**DATA TO PROCESS**
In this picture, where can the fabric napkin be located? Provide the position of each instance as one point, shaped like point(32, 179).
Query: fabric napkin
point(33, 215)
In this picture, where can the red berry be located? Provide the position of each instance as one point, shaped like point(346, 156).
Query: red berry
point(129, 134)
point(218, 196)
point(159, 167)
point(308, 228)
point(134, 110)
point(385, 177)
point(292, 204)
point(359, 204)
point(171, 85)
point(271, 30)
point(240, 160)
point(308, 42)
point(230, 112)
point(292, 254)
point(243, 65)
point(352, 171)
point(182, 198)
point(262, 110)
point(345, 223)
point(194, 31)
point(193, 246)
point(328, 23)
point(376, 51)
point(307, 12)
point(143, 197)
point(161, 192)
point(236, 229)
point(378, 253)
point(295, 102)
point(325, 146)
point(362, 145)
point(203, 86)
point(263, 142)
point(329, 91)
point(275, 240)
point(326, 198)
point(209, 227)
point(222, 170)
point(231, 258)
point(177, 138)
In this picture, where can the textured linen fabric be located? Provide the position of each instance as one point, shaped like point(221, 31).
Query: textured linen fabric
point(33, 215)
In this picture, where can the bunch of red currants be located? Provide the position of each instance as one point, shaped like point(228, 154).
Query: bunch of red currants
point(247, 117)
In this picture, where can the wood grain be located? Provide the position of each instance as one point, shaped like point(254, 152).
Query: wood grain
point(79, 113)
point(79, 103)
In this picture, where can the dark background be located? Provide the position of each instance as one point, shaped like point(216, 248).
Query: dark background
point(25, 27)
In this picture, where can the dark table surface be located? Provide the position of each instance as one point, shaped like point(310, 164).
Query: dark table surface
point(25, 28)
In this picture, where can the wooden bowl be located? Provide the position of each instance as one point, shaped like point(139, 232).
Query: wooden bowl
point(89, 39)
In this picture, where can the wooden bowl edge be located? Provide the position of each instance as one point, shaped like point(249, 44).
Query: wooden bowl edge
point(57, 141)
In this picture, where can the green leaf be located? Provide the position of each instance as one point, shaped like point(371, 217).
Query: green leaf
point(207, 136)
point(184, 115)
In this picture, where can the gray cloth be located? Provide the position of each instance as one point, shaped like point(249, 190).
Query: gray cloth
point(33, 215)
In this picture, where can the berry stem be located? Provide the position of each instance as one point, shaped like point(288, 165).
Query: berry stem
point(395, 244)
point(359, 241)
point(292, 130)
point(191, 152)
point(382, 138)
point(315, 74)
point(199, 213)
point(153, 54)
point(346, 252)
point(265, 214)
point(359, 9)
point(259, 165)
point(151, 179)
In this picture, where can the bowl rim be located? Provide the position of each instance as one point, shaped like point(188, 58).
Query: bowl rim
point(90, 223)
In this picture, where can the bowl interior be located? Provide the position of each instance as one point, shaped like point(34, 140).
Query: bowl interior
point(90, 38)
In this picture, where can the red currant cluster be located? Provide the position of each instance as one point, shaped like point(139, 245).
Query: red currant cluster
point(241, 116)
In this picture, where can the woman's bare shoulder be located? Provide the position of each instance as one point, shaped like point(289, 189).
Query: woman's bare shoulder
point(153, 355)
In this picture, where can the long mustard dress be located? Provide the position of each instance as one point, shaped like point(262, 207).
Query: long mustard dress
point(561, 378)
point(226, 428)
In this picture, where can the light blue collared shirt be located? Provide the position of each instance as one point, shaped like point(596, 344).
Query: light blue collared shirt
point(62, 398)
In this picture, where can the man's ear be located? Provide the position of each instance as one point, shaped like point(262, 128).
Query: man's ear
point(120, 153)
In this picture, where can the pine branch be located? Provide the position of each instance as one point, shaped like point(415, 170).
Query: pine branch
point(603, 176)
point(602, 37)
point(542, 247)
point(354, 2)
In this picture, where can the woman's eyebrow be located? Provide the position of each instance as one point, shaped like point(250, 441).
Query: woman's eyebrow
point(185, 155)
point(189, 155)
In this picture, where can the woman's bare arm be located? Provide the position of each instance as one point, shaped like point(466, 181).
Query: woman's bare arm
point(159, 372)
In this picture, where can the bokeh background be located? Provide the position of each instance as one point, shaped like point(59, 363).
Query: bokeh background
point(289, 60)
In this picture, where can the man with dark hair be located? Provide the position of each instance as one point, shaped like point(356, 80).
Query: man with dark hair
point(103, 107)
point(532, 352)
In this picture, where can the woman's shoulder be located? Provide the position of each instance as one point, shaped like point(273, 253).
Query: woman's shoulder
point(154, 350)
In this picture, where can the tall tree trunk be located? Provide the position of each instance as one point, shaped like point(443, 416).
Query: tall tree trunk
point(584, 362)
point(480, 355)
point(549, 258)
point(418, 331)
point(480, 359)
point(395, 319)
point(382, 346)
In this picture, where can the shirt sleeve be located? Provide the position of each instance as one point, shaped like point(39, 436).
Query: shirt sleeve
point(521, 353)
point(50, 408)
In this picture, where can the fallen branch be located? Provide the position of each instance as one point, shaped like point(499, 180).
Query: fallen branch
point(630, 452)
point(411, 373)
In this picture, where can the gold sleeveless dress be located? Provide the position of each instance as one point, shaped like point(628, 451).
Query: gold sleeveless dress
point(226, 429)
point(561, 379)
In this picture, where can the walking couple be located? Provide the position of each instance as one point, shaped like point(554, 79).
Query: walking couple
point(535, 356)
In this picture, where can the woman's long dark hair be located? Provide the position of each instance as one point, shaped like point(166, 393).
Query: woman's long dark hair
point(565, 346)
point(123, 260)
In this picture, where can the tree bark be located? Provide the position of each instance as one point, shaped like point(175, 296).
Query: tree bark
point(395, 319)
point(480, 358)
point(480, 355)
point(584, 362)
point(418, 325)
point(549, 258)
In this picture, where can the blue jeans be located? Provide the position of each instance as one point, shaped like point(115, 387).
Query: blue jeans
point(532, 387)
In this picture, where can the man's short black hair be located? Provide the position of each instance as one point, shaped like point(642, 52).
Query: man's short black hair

**GOAL OF THE EXERCISE**
Restate the data above in full, word for word.

**RESULT OF THIS TASK**
In this picture, where can the fabric napkin be located? Provide the position of each instance as one point, shaped like point(32, 179).
Query: fabric napkin
point(33, 215)
In this picture, where can the red berry be located? Provide the position of each instance as one point, shaped like point(346, 156).
Query: red berry
point(129, 134)
point(218, 196)
point(159, 167)
point(308, 228)
point(134, 110)
point(385, 177)
point(292, 204)
point(359, 204)
point(171, 85)
point(271, 30)
point(240, 160)
point(308, 42)
point(230, 112)
point(292, 254)
point(243, 65)
point(352, 171)
point(182, 198)
point(262, 110)
point(345, 223)
point(194, 31)
point(193, 246)
point(328, 23)
point(376, 51)
point(307, 12)
point(143, 197)
point(161, 192)
point(236, 229)
point(378, 253)
point(295, 102)
point(325, 146)
point(362, 145)
point(203, 86)
point(263, 142)
point(329, 91)
point(275, 240)
point(326, 198)
point(209, 227)
point(222, 170)
point(231, 258)
point(177, 138)
In this picture, where can the textured linen fabric be located? Provide the position of each instance as one point, shaped like point(221, 31).
Query: textured linen fabric
point(33, 215)
In this picture, where can the bunch of red currants be located? Provide the position of each instance as one point, shaped like point(228, 154).
Query: bunch of red currants
point(247, 117)
In this picture, where can the wood grain be located? Provide the position of each instance as one point, shaped like point(254, 152).
Query: wood grain
point(79, 113)
point(79, 103)
In this picture, where can the dark background be located? Provide the position of each instance as one point, shaped like point(216, 248).
Query: dark background
point(25, 27)
In this picture, where can the dark table surface be located? Provide the position of each instance as one point, shaped like point(310, 164).
Query: dark table surface
point(25, 28)
In this picture, where can the wooden bowl be located? Provide the position of each instance as one point, shaped like point(139, 232).
Query: wooden bowl
point(89, 39)
In this picture, where can the wooden bowl edge be located? Provide the position of each instance as one point, shaped like point(249, 44).
Query: wooden bowl edge
point(57, 141)
In this picture, where can the green leaf be located? Provide the position of each instance as one point, shaped like point(371, 217).
Query: green leaf
point(207, 136)
point(184, 115)
In this picture, where can the gray cloth be located? Provide the position of each instance as one point, shaped like point(249, 190).
Query: gray cloth
point(33, 215)
In this picture, where can the berry stem be located? Provide the position of each instance as one point, shaped like point(288, 165).
Query: berry stem
point(395, 244)
point(359, 241)
point(292, 130)
point(191, 152)
point(382, 138)
point(315, 74)
point(199, 213)
point(153, 54)
point(346, 252)
point(265, 214)
point(359, 9)
point(259, 165)
point(151, 179)
In this picture, where can the bowl rim be located? Provide the position of each instance as one point, shaped like point(188, 58).
Query: bowl rim
point(90, 223)
In this picture, where can the bowl interior be located? Provide the position of each instance as one point, shaped like point(34, 140).
Query: bowl interior
point(90, 38)
In this picture, where can the red currant cluster be located? Provide the position of each instance as one point, shaped like point(139, 245).
Query: red currant cluster
point(241, 116)
In this picture, where can the woman's bare shoulder be located? Provide the position of each instance as one point, shaped like point(289, 189).
Query: woman's bare shoulder
point(153, 355)
In this picture, where can the long mustard dress be located? Provide the position of each instance as one point, shaped like point(262, 207).
Query: long mustard dress
point(561, 378)
point(226, 428)
In this picture, where can the light blue collared shirt be located? Provide the position of each instance as one point, shaped like point(596, 344).
Query: light blue collared shirt
point(62, 398)
In this picture, where can the man's ear be located? Provide the position of each instance as one point, shaped like point(262, 128).
Query: man's ear
point(120, 153)
In this picture, where can the pine branch be located? Provide the position of each instance as one point, shaped like point(415, 170).
Query: pine branch
point(603, 176)
point(602, 37)
point(542, 247)
point(354, 2)
In this picture, where can the woman's eyebrow be located? Provide the position of each instance as one point, shaped like point(250, 441).
Query: woman's eyebrow
point(185, 155)
point(189, 155)
In this picture, where can the woman's bare arm be located? Provide the position of each instance as one point, shaped like point(466, 181).
Query: woman's bare arm
point(159, 372)
In this picture, where can the bokeh background be located? Provide the position of each instance as one point, shaped like point(59, 363).
Query: bokeh background
point(289, 60)
In this picture, where can the man with dark hair be located? Provide the position of each instance as one point, shaped like point(356, 80).
Query: man with dark hair
point(103, 107)
point(532, 352)
In this picture, where can the woman's shoulder be located? Provide the position of each instance as one point, shaped like point(273, 253).
Query: woman's shoulder
point(154, 350)
In this picture, where can the tall tree trunk be located? Provide the position of each instance as one point, shaped like point(443, 416).
Query: tall tree trunk
point(584, 362)
point(480, 355)
point(549, 258)
point(418, 331)
point(480, 359)
point(395, 319)
point(382, 346)
In this picture, where can the shirt sleeve be located? Provide the position of each instance as one point, shaped like point(39, 436).
Query: shirt sleeve
point(521, 353)
point(50, 408)
In this picture, where can the fallen branch be located? Provide the position of each instance as one point, shaped like point(499, 180).
Query: fallen branch
point(630, 452)
point(411, 373)
In this picture, where can the gold sleeveless dress be located? Provide the position of each instance as one point, shaped like point(628, 451).
Query: gold sleeveless dress
point(226, 429)
point(561, 379)
In this picture, where can the walking couple be located? Provide the position of each instance as one point, shaped like point(554, 79).
Query: walking couple
point(535, 356)
In this picture, where can the woman's long dark hair be located? Provide the position of each instance as one point, shaped like point(166, 393).
Query: woman's long dark hair
point(565, 346)
point(123, 260)
In this picture, where can the tree bark be located? Provide the position of each instance as one point, shaped like point(175, 296).
Query: tree bark
point(395, 319)
point(480, 358)
point(480, 355)
point(584, 362)
point(418, 325)
point(549, 258)
In this picture, where can the blue jeans be located? Provide the position of each instance as one point, shaped like point(115, 387).
Query: blue jeans
point(532, 387)
In this picture, where can the man's short black hair be located? Provide the position of each instance as one point, shaped like point(642, 52).
Query: man's short black hair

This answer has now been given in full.